STATED TASK -> Can you give the stretch of rows from the very start through the one containing "x=479, y=304", both ends included, as a Markdown table with the columns No. and Line, numbering each row, skipping blank lines and leaving out the pictures?

THE RECORDS ->
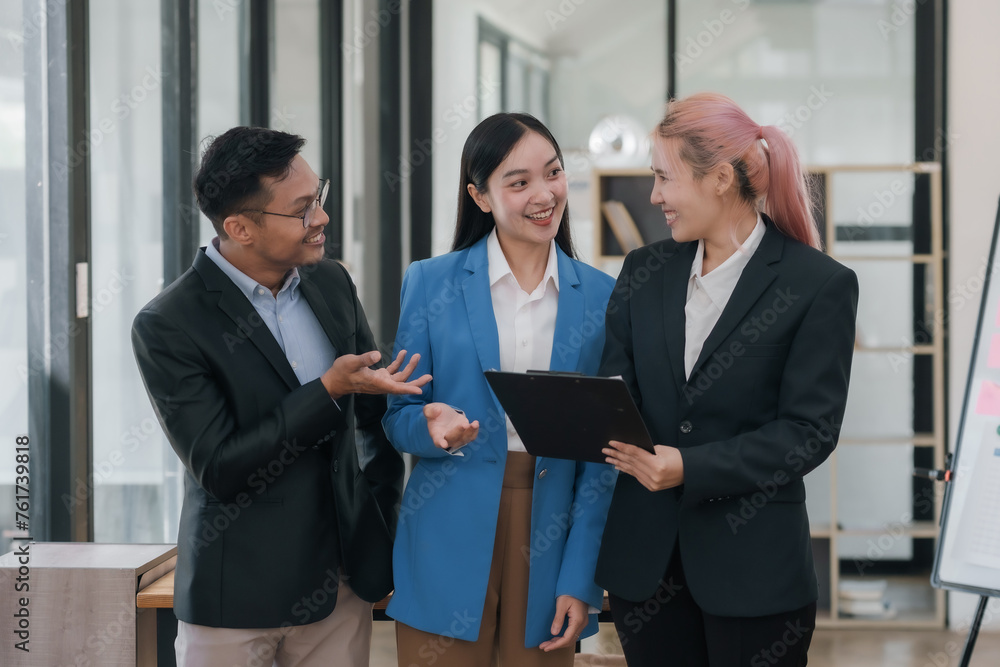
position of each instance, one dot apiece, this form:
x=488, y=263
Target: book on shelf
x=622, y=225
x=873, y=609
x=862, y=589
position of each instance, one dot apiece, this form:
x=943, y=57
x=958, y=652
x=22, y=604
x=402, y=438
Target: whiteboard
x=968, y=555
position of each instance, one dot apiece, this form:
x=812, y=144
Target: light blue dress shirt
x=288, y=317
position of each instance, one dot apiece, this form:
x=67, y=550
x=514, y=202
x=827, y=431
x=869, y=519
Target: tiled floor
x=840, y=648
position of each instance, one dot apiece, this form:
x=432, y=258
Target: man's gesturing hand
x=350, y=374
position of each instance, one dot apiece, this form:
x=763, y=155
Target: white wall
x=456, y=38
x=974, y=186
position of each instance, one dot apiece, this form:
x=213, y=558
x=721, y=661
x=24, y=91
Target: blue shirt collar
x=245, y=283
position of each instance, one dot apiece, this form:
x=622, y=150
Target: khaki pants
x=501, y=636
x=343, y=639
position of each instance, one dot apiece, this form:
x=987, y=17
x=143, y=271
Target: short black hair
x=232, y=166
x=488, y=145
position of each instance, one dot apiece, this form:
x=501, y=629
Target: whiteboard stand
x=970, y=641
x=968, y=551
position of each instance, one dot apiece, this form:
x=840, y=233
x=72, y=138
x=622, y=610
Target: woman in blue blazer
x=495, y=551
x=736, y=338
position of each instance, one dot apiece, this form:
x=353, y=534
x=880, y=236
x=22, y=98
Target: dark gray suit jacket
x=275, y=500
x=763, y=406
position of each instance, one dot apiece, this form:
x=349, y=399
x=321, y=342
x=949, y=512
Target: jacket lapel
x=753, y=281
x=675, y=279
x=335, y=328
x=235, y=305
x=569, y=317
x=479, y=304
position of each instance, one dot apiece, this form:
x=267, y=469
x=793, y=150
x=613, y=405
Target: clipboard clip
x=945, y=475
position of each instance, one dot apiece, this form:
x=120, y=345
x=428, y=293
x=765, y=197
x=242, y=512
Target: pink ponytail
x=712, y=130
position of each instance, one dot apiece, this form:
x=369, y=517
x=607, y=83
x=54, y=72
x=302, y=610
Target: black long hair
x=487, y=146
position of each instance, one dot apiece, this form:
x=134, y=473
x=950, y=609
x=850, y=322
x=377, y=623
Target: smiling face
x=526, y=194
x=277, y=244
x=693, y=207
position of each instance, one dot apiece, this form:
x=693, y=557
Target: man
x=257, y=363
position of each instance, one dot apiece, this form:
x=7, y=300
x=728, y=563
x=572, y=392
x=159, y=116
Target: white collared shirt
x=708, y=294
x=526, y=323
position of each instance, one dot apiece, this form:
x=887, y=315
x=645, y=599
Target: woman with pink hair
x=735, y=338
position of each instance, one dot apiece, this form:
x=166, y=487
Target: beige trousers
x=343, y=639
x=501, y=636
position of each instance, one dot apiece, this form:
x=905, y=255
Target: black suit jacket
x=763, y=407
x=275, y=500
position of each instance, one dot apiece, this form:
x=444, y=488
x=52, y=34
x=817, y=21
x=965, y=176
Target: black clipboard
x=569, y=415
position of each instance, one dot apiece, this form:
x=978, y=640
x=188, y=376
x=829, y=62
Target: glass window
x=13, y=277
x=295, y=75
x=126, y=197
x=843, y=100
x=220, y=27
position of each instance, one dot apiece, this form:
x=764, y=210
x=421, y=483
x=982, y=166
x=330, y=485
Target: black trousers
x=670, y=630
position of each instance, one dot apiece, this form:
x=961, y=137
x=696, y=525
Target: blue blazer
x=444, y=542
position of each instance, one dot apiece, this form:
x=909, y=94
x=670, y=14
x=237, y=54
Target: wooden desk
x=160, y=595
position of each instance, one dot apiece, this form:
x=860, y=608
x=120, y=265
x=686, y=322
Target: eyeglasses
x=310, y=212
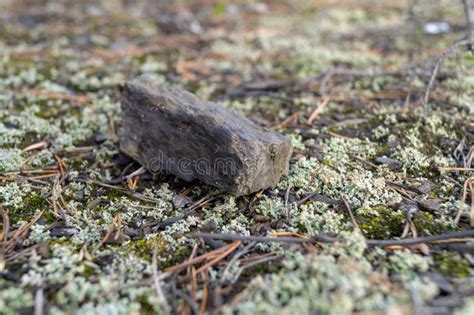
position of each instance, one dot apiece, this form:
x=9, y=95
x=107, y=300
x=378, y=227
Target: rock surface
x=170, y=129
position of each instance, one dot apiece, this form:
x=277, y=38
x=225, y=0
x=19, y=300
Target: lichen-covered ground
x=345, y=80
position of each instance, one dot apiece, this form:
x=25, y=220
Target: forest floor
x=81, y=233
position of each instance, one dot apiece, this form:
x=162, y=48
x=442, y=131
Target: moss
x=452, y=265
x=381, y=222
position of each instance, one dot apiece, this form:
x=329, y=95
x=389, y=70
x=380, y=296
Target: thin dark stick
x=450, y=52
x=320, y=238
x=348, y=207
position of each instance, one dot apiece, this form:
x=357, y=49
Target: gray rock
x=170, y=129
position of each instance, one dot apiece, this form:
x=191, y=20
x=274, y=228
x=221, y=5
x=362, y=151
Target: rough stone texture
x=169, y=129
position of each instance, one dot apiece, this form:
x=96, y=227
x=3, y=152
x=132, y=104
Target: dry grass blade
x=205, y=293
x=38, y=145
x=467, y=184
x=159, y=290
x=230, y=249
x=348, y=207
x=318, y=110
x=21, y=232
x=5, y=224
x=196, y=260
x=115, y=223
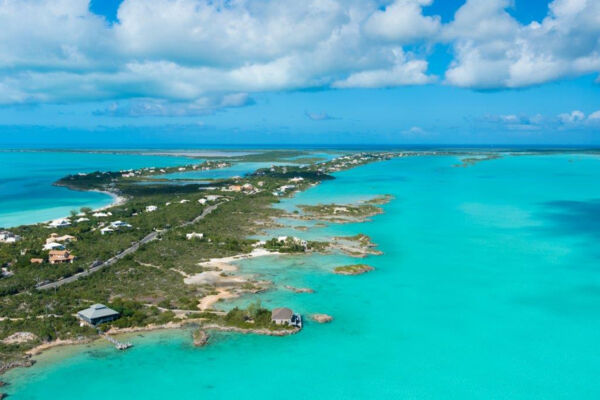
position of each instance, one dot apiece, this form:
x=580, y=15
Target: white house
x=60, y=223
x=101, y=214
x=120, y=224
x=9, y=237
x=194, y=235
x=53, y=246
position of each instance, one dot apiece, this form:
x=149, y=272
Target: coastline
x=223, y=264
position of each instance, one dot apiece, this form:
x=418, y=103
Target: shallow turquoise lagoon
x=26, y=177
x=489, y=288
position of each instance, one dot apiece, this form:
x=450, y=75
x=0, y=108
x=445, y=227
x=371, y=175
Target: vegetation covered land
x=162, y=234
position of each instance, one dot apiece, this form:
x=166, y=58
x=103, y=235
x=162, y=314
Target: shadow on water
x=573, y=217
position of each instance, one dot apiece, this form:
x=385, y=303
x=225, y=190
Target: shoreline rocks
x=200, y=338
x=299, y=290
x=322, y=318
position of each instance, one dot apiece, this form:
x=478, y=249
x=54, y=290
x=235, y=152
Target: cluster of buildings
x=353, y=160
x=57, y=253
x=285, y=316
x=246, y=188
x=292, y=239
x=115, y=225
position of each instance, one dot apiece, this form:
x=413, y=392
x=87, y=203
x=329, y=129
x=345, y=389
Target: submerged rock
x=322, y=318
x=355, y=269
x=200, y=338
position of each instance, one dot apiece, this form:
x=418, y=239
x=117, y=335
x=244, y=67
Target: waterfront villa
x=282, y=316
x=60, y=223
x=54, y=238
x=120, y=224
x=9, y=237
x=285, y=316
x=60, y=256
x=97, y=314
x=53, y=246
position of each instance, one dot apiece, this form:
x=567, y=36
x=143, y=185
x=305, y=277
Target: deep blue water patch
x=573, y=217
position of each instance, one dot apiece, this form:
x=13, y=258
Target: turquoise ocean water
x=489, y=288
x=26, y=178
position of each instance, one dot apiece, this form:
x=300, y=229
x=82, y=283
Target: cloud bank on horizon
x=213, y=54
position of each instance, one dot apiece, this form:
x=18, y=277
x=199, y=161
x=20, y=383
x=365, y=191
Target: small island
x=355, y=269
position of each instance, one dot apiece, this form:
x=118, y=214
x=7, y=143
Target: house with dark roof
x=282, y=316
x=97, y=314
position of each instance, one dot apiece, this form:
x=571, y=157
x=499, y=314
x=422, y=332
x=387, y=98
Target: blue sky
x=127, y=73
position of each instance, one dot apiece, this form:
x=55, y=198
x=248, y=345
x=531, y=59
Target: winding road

SOLUTION FOR THIS EXERCISE ->
| No. | Line |
|---|---|
| 1 | position of each instance, one dot apiece, this form: |
| 2 | x=488, y=263 |
| 3 | Target: book on shelf |
| 4 | x=622, y=225 |
| 5 | x=873, y=609 |
| 6 | x=862, y=589 |
| 7 | position of each instance, one dot apiece, this form: |
| 8 | x=943, y=57 |
| 9 | x=958, y=652 |
| 10 | x=22, y=604 |
| 11 | x=402, y=438 |
| 12 | Target: whiteboard |
| 13 | x=968, y=555 |
| 14 | position of each instance, one dot apiece, this form: |
| 15 | x=812, y=144 |
| 16 | Target: light blue dress shirt |
| 17 | x=288, y=317 |
| 18 | position of each instance, one dot apiece, this form: |
| 19 | x=67, y=550 |
| 20 | x=514, y=202 |
| 21 | x=827, y=431 |
| 22 | x=869, y=519 |
| 23 | Target: tiled floor |
| 24 | x=840, y=648 |
| 25 | position of each instance, one dot apiece, this form: |
| 26 | x=432, y=258 |
| 27 | Target: man's gesturing hand |
| 28 | x=350, y=374 |
| 29 | position of each instance, one dot apiece, this form: |
| 30 | x=763, y=155 |
| 31 | Target: white wall |
| 32 | x=456, y=38 |
| 33 | x=974, y=186 |
| 34 | position of each instance, one dot apiece, this form: |
| 35 | x=213, y=558 |
| 36 | x=721, y=661 |
| 37 | x=24, y=91 |
| 38 | Target: blue shirt collar |
| 39 | x=245, y=283 |
| 40 | position of each instance, one dot apiece, this form: |
| 41 | x=622, y=150 |
| 42 | Target: khaki pants |
| 43 | x=501, y=636 |
| 44 | x=343, y=639 |
| 45 | position of each instance, one dot apiece, this form: |
| 46 | x=987, y=17 |
| 47 | x=143, y=271 |
| 48 | Target: short black hair |
| 49 | x=232, y=166 |
| 50 | x=488, y=145 |
| 51 | position of each instance, one dot apiece, this form: |
| 52 | x=501, y=629 |
| 53 | Target: whiteboard stand |
| 54 | x=970, y=641 |
| 55 | x=968, y=551 |
| 56 | position of each instance, one dot apiece, this form: |
| 57 | x=840, y=233 |
| 58 | x=72, y=138 |
| 59 | x=622, y=610 |
| 60 | Target: woman in blue blazer |
| 61 | x=495, y=551 |
| 62 | x=736, y=338 |
| 63 | position of each instance, one dot apiece, this form: |
| 64 | x=353, y=534 |
| 65 | x=880, y=236 |
| 66 | x=22, y=98 |
| 67 | Target: dark gray suit jacket |
| 68 | x=275, y=500 |
| 69 | x=763, y=406 |
| 70 | position of each instance, one dot apiece, this form: |
| 71 | x=349, y=399 |
| 72 | x=321, y=342 |
| 73 | x=949, y=512 |
| 74 | Target: jacket lapel |
| 75 | x=753, y=281 |
| 76 | x=675, y=279 |
| 77 | x=335, y=328 |
| 78 | x=235, y=305 |
| 79 | x=569, y=317 |
| 80 | x=479, y=304 |